--- START Source ---

C[IT]O’s Guide to Serverless Costs

My estimable Twitter-pal Paul Johnson has put together a very reasonable thread about his thinking on serverless costs (ie. AWS Lambda, in this case). He makes a great case for the design of functions being done in such a way as to allow cost efficiency improvements, and I think the point on architecture is generally well-made. However, there are a few aspects of this which I think are generally not well understood, and Twitter is much too short a form to get them in. Hence this post.

How is Lambda priced?

This is a simple question with a relatively complex answer. We know that we pay per-request, and people often think that you pay for how much compute you use. That’s not quite true: technically, you’re paying for how long you’re using RAM for. So, the cost has three scales: number of requests, RAM allocated, and time spent handling the requests.

Just to make things complex there’s a free tier for everyone which gives you certain capacity before you begin to need to pay. This gives you a certain number of requests, and a certain amount of memory-time, Gb-s (Gigabyte-seconds: a measure of how much RAM you use, for how long). The memory-time is charged to the nearest 100ms per-request, the minimum RAM allocation is 128Mb, so the minimum cost of a request is $0.000000208 – a very small amount indeed!

How does this stack up to EC2? Well, an On-demand t2.micro instance costs $0.0116 per hour with a 1G RAM allocation. To handle a similar 100ms/128Mb RAM request, that’s 0.0116 / (1024/128) * (60*60*10) = $0.00000004028. In other words, this is one fifth of the Lambda cost.

(If you spot any problems in the numbers, please let me know on Twitter!)

The premium for Lambda varies as you change the size of either the Lambda allocation or the EC2 size; probably x4 is a more useful rule-of-thumb. But “useful” is pushing it, because….

Comparing Apples & Oranges

I can already hear the Lambda fans in the audience screaming at me that I can’t compare the two services like that. That’s an entirely fair comment – EC2 and Lambda don’t function at all similarly. With EC2 I’m paying for at least an hour, and I’m paying for all the time I’m not using it. I’m also unlikely to be able to max it out – getting to a 60% duty cycle on utility would be pretty good, so even here it feels like there’s very little premium on Lambda even on a busy service.

However, EC2 has two exceptionally useful properties here. First, this is a capped expense: I know how much I’m going to pay at the end of the month. With Lambda, I need to keep an eye on the meter to make sure something silly isn’t happening (and AWS’ natural limits here help out enormously). If this was a restaurant, EC2 is the fixed-price menu and Lambda is a la carte: if I hit the limit on EC2, my service begins to degrade.

--- END Source ---
--- START Listing ---

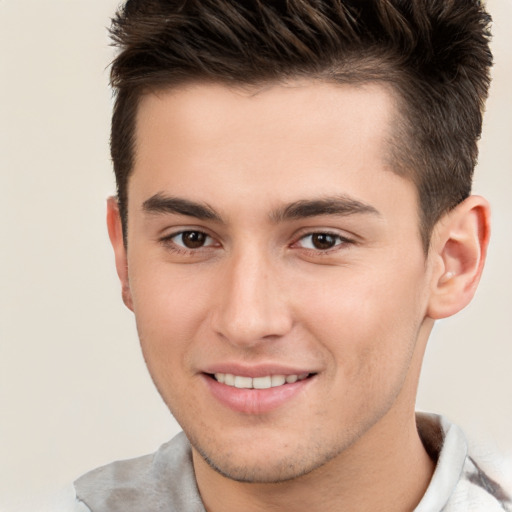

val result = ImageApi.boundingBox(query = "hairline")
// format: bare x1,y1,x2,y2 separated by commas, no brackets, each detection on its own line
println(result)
117,73,433,255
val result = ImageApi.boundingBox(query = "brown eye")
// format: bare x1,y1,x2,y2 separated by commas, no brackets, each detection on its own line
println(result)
297,232,351,251
169,231,214,249
311,233,338,251
181,231,208,249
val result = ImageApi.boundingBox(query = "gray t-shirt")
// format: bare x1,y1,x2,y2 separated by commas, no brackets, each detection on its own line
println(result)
45,414,512,512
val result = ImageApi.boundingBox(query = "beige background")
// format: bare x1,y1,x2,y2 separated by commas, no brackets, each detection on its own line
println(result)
0,0,512,508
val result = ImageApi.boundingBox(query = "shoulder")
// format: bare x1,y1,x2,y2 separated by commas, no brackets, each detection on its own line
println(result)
75,433,204,512
415,414,512,512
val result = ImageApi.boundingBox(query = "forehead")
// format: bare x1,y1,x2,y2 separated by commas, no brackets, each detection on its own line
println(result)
129,81,414,222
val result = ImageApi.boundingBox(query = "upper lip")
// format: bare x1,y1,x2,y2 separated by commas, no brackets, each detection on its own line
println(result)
202,363,316,378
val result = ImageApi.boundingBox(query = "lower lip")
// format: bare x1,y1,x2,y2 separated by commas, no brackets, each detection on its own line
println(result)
203,375,314,415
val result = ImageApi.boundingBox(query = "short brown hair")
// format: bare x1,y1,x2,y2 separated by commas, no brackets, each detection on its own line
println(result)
111,0,492,250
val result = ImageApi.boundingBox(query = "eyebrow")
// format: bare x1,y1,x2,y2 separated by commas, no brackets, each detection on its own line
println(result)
271,195,381,223
142,192,381,224
142,193,222,222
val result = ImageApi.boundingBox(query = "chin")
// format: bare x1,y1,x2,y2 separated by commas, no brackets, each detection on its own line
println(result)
191,432,342,484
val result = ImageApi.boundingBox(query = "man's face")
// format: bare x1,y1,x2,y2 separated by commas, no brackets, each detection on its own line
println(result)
119,82,431,482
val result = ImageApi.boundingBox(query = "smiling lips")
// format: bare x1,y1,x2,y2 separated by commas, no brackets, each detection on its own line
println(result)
214,373,309,389
203,370,316,415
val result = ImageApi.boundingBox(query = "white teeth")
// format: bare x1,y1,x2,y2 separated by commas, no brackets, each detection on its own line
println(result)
252,375,272,389
215,373,309,389
235,375,252,389
271,375,286,388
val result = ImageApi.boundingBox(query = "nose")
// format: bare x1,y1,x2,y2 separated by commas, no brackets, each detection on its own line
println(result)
212,245,293,348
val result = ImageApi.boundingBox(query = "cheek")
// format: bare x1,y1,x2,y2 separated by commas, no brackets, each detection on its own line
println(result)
130,261,215,371
303,266,424,385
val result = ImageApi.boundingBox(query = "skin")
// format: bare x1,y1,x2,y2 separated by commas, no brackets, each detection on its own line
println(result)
108,82,489,512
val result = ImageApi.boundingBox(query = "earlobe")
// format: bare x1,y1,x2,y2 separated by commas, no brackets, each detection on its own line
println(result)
427,196,490,319
107,197,133,311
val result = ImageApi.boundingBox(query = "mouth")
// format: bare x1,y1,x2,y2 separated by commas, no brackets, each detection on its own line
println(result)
203,371,317,415
209,373,313,389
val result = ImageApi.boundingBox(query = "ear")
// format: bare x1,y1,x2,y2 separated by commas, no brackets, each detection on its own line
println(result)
107,197,133,311
427,196,490,319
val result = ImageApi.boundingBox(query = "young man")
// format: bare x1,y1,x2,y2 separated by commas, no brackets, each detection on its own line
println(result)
59,0,511,512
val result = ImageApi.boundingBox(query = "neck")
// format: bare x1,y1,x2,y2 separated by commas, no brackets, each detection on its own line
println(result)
193,408,434,512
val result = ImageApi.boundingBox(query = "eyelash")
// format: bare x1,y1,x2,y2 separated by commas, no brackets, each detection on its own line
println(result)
160,229,216,255
160,229,355,255
292,231,355,255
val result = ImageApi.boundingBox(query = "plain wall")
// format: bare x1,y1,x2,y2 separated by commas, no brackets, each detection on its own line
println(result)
0,0,512,508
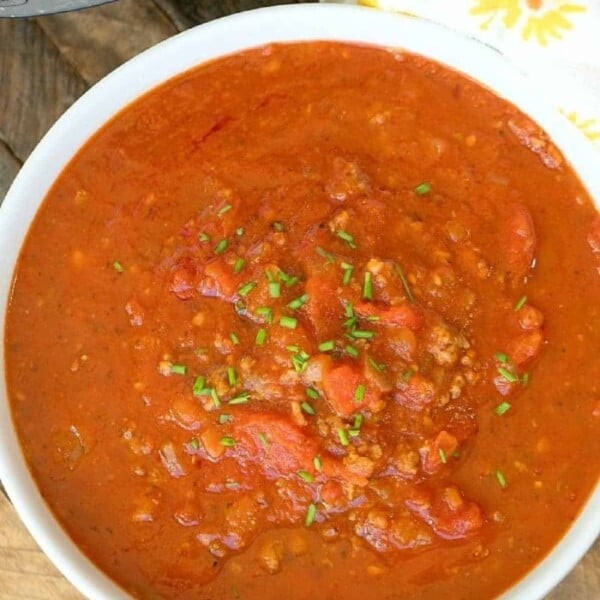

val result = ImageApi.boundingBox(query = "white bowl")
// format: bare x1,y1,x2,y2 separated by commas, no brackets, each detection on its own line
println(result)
0,4,600,600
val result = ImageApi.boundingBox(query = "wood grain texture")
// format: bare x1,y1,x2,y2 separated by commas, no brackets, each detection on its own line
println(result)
37,0,177,85
0,0,600,600
0,495,83,600
154,0,318,31
0,19,87,160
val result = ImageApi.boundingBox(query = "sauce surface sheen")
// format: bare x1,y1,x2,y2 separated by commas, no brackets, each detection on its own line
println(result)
5,43,600,600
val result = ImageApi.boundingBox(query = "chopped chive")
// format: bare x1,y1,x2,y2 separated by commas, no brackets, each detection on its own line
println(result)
352,413,364,429
514,295,527,312
300,402,315,415
318,340,335,352
238,281,257,297
233,258,246,273
350,329,375,340
369,356,386,373
192,375,210,396
227,392,250,406
336,229,356,249
210,388,221,408
288,294,309,310
496,469,508,489
233,298,246,315
306,388,319,400
254,327,267,346
344,300,354,318
337,427,350,446
279,317,298,329
298,471,315,483
227,367,237,387
354,383,367,402
415,182,431,196
217,204,233,217
363,271,373,300
494,402,511,417
304,503,317,527
315,246,335,265
215,239,229,254
342,267,354,285
292,353,308,373
494,352,508,363
255,306,273,323
394,262,415,304
498,367,519,383
344,344,358,358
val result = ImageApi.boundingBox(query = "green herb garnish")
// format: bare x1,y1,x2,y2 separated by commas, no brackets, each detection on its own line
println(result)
415,182,431,196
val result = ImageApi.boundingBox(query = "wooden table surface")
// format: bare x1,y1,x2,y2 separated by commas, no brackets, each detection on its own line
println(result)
0,0,600,600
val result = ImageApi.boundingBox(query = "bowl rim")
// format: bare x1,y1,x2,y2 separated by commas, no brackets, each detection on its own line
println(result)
0,4,600,600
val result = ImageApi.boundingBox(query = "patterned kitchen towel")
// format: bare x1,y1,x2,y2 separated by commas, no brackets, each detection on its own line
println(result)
322,0,600,151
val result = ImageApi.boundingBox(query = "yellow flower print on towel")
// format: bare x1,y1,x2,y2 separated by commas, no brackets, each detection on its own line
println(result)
561,111,600,144
469,0,587,46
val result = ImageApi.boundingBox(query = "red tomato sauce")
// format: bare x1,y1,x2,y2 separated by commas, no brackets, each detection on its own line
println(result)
5,43,600,600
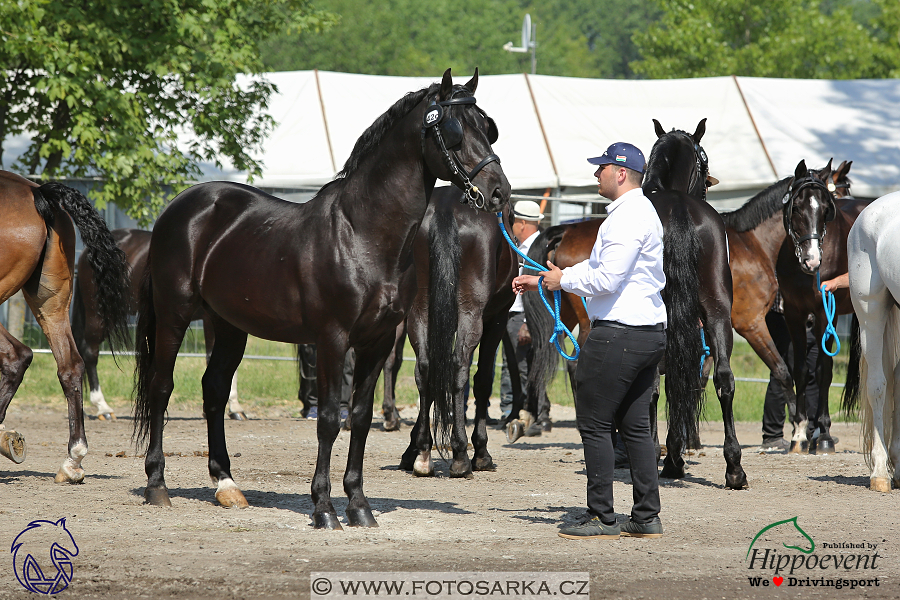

--- END Listing ---

● **Given exercise 1**:
Answer these from the serverless costs post:
(a) What are the three scales that make up the cost of Lambda?
(b) What is the minimum RAM allocation for a Lambda request?
(c) What does an On-demand t2.micro instance cost per hour?
● **Given exercise 2**:
Please write the next part of the serverless costs post, picking up after its final sentence.

● **Task output 1**:
(a) Number of requests, RAM allocated, and time spent handling the requests.
(b) 128Mb.
(c) $0.0116 per hour.

● **Task output 2**:
The second useful property is that EC2 multi-tasks: my instance can be doing many things at once. Lambda cannot; it has a single request to service and any other work I manage to do is pretty much incidental. This means that EC2 is much better suited to some types of workload.

It’s often said with Serverless that you only pay for what you use. This is only true in-between requests: when a request is happening, you pay for what you’re not using. An obvious example would be a request to an external service like a DB or S3: I’m paying while I wait for that request to come back, even though my function is idle. For an I/O heavy application (by which I mean, “spends a lot of time waiting for I/O” – not an application like a database, which puts load on the I/O), we’re paying for a bunch of time we’re not using.

Serverless & Microservices

This point about I/O is important with microservice or microfunction-style architectures. If I have a lot of functions-calling-other-functions, I’m becoming more I/O heavy, and the cost of my functions increases. Depending on how deep my layers are, and whether I can issue the function calls asynchronously, I’m going to start incurring that I/O cost in more than one place.

As an example, let’s say I have a user account service which allows me to query information about the currently authenticated user. To get back their e-mail address and contact preferences takes 250ms in this example. If I have another service to upload files, it calls into this user service and spends 250ms waiting for the response. So, I’m paying for the 250ms on my User function, but I’m also paying for the 250ms wait in my Upload function.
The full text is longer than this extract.